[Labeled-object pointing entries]
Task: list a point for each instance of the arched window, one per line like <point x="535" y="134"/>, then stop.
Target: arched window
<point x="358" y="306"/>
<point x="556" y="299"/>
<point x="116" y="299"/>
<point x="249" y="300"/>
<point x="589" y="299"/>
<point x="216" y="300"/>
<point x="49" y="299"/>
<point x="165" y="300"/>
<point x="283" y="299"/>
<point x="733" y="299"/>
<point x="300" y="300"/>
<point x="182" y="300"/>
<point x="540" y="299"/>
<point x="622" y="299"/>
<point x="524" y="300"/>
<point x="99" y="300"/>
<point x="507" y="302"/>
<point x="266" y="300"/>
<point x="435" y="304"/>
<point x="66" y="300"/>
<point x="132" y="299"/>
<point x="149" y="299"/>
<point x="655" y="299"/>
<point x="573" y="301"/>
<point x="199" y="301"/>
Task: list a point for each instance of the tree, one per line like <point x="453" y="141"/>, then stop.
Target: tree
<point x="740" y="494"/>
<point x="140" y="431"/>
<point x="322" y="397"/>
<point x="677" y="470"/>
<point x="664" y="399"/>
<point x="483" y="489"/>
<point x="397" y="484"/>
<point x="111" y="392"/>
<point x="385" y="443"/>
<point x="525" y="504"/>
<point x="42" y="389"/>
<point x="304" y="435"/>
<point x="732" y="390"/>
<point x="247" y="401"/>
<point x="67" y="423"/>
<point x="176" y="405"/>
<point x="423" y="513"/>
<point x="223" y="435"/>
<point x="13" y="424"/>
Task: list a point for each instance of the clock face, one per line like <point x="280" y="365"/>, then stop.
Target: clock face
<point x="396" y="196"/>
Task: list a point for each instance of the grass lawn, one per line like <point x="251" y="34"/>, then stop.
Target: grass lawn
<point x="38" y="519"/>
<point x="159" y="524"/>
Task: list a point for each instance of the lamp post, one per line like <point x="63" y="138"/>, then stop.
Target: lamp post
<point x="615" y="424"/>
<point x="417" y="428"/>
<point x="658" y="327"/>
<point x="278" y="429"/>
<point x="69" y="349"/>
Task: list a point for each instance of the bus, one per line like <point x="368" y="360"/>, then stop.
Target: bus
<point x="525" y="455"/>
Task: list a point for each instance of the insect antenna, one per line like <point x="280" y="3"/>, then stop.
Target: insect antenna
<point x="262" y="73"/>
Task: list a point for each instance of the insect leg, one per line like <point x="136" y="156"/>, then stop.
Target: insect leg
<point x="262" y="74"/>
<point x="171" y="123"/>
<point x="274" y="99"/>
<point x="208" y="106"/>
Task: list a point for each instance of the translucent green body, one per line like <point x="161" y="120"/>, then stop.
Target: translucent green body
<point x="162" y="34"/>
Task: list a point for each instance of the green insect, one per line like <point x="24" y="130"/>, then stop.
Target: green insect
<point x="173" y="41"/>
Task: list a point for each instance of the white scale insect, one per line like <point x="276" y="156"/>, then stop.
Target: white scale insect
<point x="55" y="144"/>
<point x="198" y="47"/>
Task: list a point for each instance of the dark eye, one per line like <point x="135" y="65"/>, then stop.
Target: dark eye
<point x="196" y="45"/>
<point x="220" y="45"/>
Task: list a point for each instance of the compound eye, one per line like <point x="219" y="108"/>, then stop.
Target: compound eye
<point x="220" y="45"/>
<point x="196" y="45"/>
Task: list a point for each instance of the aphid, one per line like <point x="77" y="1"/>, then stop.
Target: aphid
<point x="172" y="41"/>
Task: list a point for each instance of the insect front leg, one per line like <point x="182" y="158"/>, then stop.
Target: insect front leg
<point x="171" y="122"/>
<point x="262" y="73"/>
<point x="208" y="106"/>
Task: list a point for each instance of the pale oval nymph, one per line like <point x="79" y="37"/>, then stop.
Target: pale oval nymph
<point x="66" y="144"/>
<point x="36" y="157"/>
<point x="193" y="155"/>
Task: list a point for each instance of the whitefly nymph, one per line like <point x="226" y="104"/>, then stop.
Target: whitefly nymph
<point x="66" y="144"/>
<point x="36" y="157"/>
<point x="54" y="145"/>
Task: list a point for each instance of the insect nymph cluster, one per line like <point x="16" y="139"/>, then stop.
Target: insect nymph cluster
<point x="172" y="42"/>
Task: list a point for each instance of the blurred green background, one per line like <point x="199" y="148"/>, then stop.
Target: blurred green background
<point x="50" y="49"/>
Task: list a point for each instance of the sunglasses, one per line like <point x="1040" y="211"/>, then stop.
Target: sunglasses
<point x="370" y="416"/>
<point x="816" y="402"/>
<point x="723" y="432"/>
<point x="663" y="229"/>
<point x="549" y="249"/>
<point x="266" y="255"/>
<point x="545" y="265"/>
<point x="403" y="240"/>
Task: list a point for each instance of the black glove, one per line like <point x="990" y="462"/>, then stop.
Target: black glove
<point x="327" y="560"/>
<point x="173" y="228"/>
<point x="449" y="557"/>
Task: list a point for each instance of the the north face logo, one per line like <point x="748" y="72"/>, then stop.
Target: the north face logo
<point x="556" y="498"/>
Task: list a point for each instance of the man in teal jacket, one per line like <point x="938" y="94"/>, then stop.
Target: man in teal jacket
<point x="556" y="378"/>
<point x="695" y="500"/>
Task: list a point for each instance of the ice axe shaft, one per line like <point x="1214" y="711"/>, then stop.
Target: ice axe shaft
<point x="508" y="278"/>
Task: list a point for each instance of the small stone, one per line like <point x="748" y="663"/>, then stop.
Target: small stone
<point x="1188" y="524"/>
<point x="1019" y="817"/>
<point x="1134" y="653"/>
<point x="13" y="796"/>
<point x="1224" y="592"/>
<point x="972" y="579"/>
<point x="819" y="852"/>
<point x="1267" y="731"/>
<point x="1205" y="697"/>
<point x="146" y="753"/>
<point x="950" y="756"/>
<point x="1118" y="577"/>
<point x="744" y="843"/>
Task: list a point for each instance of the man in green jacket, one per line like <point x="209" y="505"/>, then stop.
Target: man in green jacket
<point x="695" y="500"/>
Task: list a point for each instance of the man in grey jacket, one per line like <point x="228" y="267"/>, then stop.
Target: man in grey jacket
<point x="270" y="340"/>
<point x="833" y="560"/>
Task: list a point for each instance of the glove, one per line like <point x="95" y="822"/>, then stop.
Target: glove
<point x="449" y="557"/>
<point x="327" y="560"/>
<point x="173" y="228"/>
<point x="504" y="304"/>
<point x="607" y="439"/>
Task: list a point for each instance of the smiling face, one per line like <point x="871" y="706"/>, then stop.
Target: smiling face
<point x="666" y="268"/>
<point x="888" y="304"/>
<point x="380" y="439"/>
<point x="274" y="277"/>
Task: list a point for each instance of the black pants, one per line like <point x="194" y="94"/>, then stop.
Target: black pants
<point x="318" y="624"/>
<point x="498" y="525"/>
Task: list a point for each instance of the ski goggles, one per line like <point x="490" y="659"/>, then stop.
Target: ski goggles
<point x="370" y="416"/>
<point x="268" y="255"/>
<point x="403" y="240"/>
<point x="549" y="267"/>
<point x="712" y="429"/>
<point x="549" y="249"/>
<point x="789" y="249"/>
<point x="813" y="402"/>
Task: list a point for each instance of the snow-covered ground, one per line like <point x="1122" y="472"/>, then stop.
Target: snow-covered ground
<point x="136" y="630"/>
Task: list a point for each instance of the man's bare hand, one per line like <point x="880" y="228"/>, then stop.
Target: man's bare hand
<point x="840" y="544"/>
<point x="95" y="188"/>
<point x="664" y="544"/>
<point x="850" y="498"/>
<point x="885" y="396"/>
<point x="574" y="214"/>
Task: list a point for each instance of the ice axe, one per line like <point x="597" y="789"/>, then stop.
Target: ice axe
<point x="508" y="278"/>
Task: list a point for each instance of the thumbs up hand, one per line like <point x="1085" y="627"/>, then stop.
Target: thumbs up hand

WHAT TO WORK ON:
The listing above should be transcribed in full, exactly as written.

ANSWER TO THIS PROBLEM:
Task: list a point for each instance of the arched window, one per line like <point x="535" y="134"/>, then stop.
Target: arched window
<point x="358" y="306"/>
<point x="556" y="299"/>
<point x="116" y="299"/>
<point x="249" y="300"/>
<point x="589" y="299"/>
<point x="216" y="300"/>
<point x="49" y="299"/>
<point x="165" y="300"/>
<point x="283" y="299"/>
<point x="733" y="299"/>
<point x="300" y="300"/>
<point x="182" y="300"/>
<point x="540" y="299"/>
<point x="622" y="299"/>
<point x="524" y="300"/>
<point x="99" y="300"/>
<point x="507" y="302"/>
<point x="266" y="300"/>
<point x="435" y="304"/>
<point x="66" y="300"/>
<point x="132" y="299"/>
<point x="149" y="299"/>
<point x="655" y="299"/>
<point x="573" y="301"/>
<point x="199" y="301"/>
Task: list a point for each instance of the tree, one per line like <point x="453" y="141"/>, then stop.
Target: tree
<point x="740" y="494"/>
<point x="140" y="431"/>
<point x="322" y="397"/>
<point x="677" y="470"/>
<point x="664" y="399"/>
<point x="483" y="489"/>
<point x="397" y="484"/>
<point x="111" y="392"/>
<point x="385" y="443"/>
<point x="525" y="504"/>
<point x="42" y="389"/>
<point x="304" y="435"/>
<point x="732" y="390"/>
<point x="247" y="401"/>
<point x="67" y="423"/>
<point x="176" y="405"/>
<point x="423" y="513"/>
<point x="223" y="435"/>
<point x="13" y="424"/>
Task: list a point for each instance of the clock face, one per line like <point x="280" y="365"/>, then stop.
Target: clock face
<point x="396" y="196"/>
Task: list a point for each instance of the grass lawn, one per line like <point x="251" y="34"/>, then stop.
Target: grass lawn
<point x="38" y="519"/>
<point x="159" y="524"/>
Task: list a point for each instance of the lamp post, one per line like <point x="63" y="138"/>, then stop.
Target: lamp post
<point x="615" y="424"/>
<point x="417" y="428"/>
<point x="658" y="327"/>
<point x="278" y="429"/>
<point x="69" y="349"/>
Task: list a point for each instance of the bus, one per line like <point x="368" y="360"/>, then stop.
Target: bus
<point x="525" y="455"/>
Task: list a point for each instance of the insect antenna, one per line like <point x="280" y="3"/>, then stop.
Target: insect antenna
<point x="262" y="73"/>
Task: list a point for each instance of the insect leg, one per line like <point x="136" y="156"/>, then stop.
Target: insect leg
<point x="262" y="74"/>
<point x="171" y="123"/>
<point x="274" y="99"/>
<point x="208" y="106"/>
Task: list a point for each instance of the translucent green body, one per line like <point x="161" y="120"/>, then stop.
Target: translucent green body
<point x="162" y="34"/>
Task: list a point for each instance of the green insect, one per line like <point x="24" y="130"/>, then stop.
Target: green insect
<point x="173" y="41"/>
Task: list a point for each instance of the white scale insect, one per line like <point x="276" y="156"/>, then stop.
Target: white scale insect
<point x="55" y="144"/>
<point x="198" y="47"/>
Task: list a point for each instance of the dark eye, one per line like <point x="135" y="65"/>, then stop.
Target: dark eye
<point x="196" y="45"/>
<point x="220" y="45"/>
Task: list a point for each instance of the compound eye, one per line like <point x="219" y="108"/>, then stop.
Target: compound eye
<point x="220" y="45"/>
<point x="196" y="45"/>
Task: list a point for each instance of the aphid, one per line like <point x="77" y="1"/>, then stop.
Target: aphid
<point x="172" y="41"/>
Task: list a point for each instance of the insect front leg, one per line like <point x="182" y="158"/>, then stop.
Target: insect front leg
<point x="171" y="122"/>
<point x="262" y="73"/>
<point x="208" y="106"/>
Task: list a point for each instance of the pale oval nymph, one per line like <point x="79" y="37"/>, then stop.
Target: pale oval nymph
<point x="66" y="144"/>
<point x="36" y="157"/>
<point x="193" y="155"/>
Task: list a point for each instance of the whitefly nymph, one per line like <point x="226" y="104"/>, then stop.
Target: whitefly nymph
<point x="66" y="144"/>
<point x="36" y="157"/>
<point x="54" y="145"/>
Task: list a point for each instance of the insect nymph cluster, one per line like <point x="16" y="139"/>, then stop.
Target: insect nymph cluster
<point x="172" y="42"/>
Task: list a point for each instance of the blurred green background, one per line like <point x="199" y="148"/>, then stop.
Target: blurred green background
<point x="50" y="49"/>
Task: list a point for each instance of the sunglasses, one per line like <point x="1040" y="211"/>, then stop.
Target: sunglasses
<point x="370" y="416"/>
<point x="816" y="402"/>
<point x="723" y="432"/>
<point x="663" y="229"/>
<point x="549" y="249"/>
<point x="266" y="255"/>
<point x="545" y="265"/>
<point x="403" y="240"/>
Task: list a point for each instance of the black glove, one per line like <point x="990" y="462"/>, then stop.
Target: black glove
<point x="327" y="560"/>
<point x="173" y="228"/>
<point x="449" y="557"/>
Task: list a point for each instance of the the north face logo, one per line like <point x="748" y="72"/>, then stop.
Target: the north face logo
<point x="556" y="498"/>
Task: list a point for each instance of the man in teal jacket, one per line like <point x="938" y="94"/>, then stop.
Target: man in teal jacket
<point x="556" y="378"/>
<point x="695" y="500"/>
Task: list a point for each instance of the ice axe shaft, one per line like <point x="1214" y="711"/>, then stop.
Target: ice axe shaft
<point x="508" y="278"/>
Task: list a point for each instance of the small stone, one per line like <point x="748" y="663"/>, then stop.
Target: small stone
<point x="1188" y="524"/>
<point x="1019" y="817"/>
<point x="1134" y="653"/>
<point x="13" y="796"/>
<point x="1224" y="592"/>
<point x="972" y="579"/>
<point x="819" y="852"/>
<point x="1267" y="731"/>
<point x="1205" y="697"/>
<point x="146" y="753"/>
<point x="950" y="756"/>
<point x="1118" y="577"/>
<point x="744" y="843"/>
Task: list a point for each instance of the man in green jacket, one per line like <point x="209" y="505"/>, then stop.
Target: man in green jacket
<point x="695" y="500"/>
Task: list a point for each instance of the man in grey jacket, one per line like <point x="228" y="267"/>, then stop.
Target: man in grey jacket
<point x="270" y="340"/>
<point x="833" y="560"/>
Task: list a point for each instance of the glove, one per line like <point x="95" y="822"/>, then stop.
Target: glove
<point x="449" y="557"/>
<point x="327" y="560"/>
<point x="173" y="228"/>
<point x="504" y="304"/>
<point x="607" y="439"/>
Task: list a point for each instance of the smiling face, one per line like <point x="871" y="706"/>, then stop.
Target: smiling face
<point x="666" y="268"/>
<point x="888" y="304"/>
<point x="380" y="439"/>
<point x="274" y="277"/>
Task: list a point for each instance of the black pants, one per line like <point x="194" y="94"/>, then stop.
Target: black pants
<point x="318" y="624"/>
<point x="498" y="525"/>
Task: list a point for each instance of the ski goggles, one per line like <point x="490" y="659"/>, then stop.
Target: ski goggles
<point x="370" y="416"/>
<point x="268" y="255"/>
<point x="403" y="240"/>
<point x="549" y="267"/>
<point x="712" y="429"/>
<point x="549" y="249"/>
<point x="789" y="249"/>
<point x="813" y="402"/>
Task: list a point for each instance of the snow-covered ground, one per line like <point x="1122" y="472"/>, then stop.
Target: snow-covered ground
<point x="136" y="630"/>
Task: list a point for each instance of the man's bare hand, one per line like <point x="880" y="228"/>, then stop.
Target: man's bare hand
<point x="840" y="544"/>
<point x="95" y="188"/>
<point x="664" y="544"/>
<point x="850" y="498"/>
<point x="885" y="396"/>
<point x="574" y="214"/>
Task: list a point for each instance of the ice axe, one per line like <point x="597" y="789"/>, then stop.
Target: ice axe
<point x="508" y="278"/>
Task: list a point for each instance of the thumbs up hand, one per line like <point x="1085" y="627"/>, then stop.
Target: thumbs up hand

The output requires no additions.